WHAT YOU HAVE TO DO
Give back exactly the lines running from the line with "Please locate the tree in" to the end of the entries, and only those lines.

MATERIAL PROVIDED
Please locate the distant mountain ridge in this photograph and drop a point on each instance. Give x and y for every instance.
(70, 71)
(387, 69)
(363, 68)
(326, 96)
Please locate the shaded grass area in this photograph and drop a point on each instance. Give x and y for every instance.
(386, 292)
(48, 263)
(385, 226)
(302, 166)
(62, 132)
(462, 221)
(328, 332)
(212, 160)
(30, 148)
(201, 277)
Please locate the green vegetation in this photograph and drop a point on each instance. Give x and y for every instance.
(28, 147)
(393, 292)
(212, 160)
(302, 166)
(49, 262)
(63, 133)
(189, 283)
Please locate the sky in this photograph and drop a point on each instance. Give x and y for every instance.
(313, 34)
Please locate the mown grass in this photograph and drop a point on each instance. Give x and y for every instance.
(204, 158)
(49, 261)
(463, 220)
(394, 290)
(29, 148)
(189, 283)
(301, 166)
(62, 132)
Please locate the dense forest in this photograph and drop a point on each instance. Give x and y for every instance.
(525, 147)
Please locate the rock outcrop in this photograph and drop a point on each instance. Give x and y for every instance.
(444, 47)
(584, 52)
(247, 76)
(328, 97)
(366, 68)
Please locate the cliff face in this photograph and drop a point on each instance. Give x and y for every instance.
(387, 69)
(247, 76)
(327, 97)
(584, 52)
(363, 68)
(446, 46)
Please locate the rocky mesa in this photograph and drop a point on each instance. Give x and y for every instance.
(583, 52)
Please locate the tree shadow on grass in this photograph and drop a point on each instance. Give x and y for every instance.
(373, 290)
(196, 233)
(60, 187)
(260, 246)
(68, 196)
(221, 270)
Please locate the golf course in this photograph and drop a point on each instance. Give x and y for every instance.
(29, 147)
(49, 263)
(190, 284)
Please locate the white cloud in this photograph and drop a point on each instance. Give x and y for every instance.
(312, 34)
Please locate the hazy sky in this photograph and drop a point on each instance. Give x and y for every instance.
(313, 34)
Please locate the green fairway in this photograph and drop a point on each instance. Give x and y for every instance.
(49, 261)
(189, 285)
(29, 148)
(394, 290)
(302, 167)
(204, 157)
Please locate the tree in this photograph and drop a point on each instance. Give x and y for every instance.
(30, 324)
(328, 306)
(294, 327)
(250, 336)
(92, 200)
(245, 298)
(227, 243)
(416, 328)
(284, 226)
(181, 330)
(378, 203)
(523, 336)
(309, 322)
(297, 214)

RESPONSE TO THE TASK
Please locate the tree in this photograph and drop a point on each instance. Give x and y for every instance.
(30, 324)
(328, 306)
(294, 327)
(250, 336)
(92, 200)
(245, 298)
(227, 243)
(416, 328)
(284, 226)
(181, 330)
(378, 203)
(523, 336)
(309, 322)
(297, 214)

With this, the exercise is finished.